Misuse of Drugs Act 1981
Sentencing Act 1995, s 39, s 41, s 42, s 43, s 44, s 45
Spent Convictions Act 1988, s 25, s 26, s 27

Young Offenders Act 1994, s 189

Result:

Appeal allowed
Spent conviction order made under s 39(1) of the Sentencing Act

Category:    B

Representation:

Counsel:

Appellant:     Mr A O Karstaedt

Respondent:     Ms C Conley

Solicitors:

Appellant:     Max Crispe

Respondent:     State Solicitor's Office

Case(s) referred to in judgment(s):

R v Tognini (2000) 22 WAR 291

Case(s) also cited:

Brewer v Bayens (2002) 26 WAR 510

Brewer v Bayens (2002) 127 A Crim R 189

Docker v Faulkner (2000) 116 A Crim R 389

Game v Whitehead [2000] WASCA 50

Koenig v Alizadeh [2002] WASCA 267

Koenig v Ryan [2001] WASCA 339

Neale v Sloan (1997) 27 MVR 246

Nisbet v Fullarton, unreported; SCt of WA; Library No 930265; 14 May 1993

Riley v Gill, unreported, SCt of WA; Library No 970731; 8 December 1997

Rowlands v Caporn [2001] WASCA 66

  1. LE MIERE J:  The appellant appeals, by leave of this Court, from a decision of a Magistrate refusing to make a spent conviction order.

-*-

Aim of the task ▸ Output the stretch of the case summary above from "Koenig v Ryan" through "spent conviction order.", copied word for word.

Data ▸
-*-

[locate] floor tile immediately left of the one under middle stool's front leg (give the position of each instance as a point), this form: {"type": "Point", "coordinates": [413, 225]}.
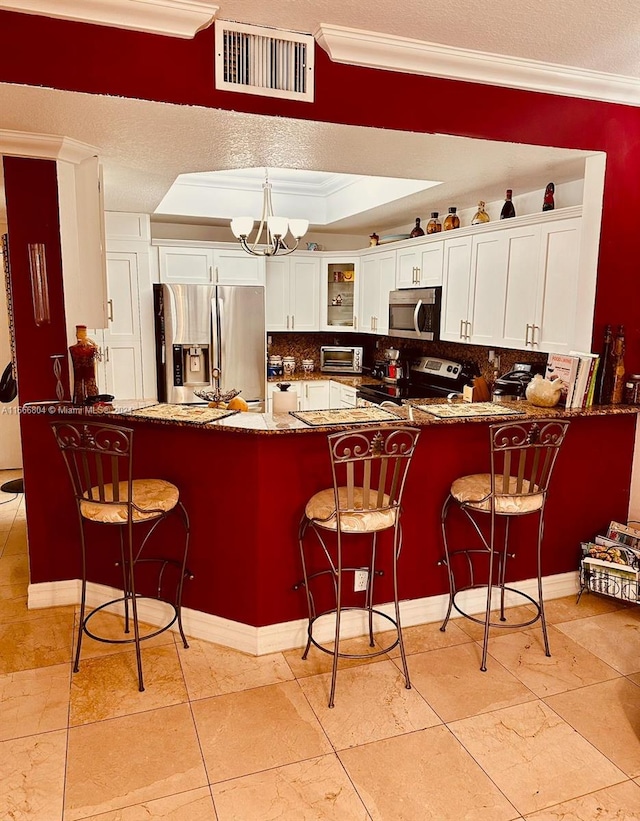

-*-

Answer to this task ▸
Koenig v Ryan [2001] WASCA 339

Neale v Sloan (1997) 27 MVR 246

Nisbet v Fullarton, unreported; SCt of WA; Library No 930265; 14 May 1993

Riley v Gill, unreported, SCt of WA; Library No 970731; 8 December 1997

Rowlands v Caporn [2001] WASCA 66

  1. LE MIERE J:  The appellant appeals, by leave of this Court, from a decision of a Magistrate refusing to make a spent conviction order.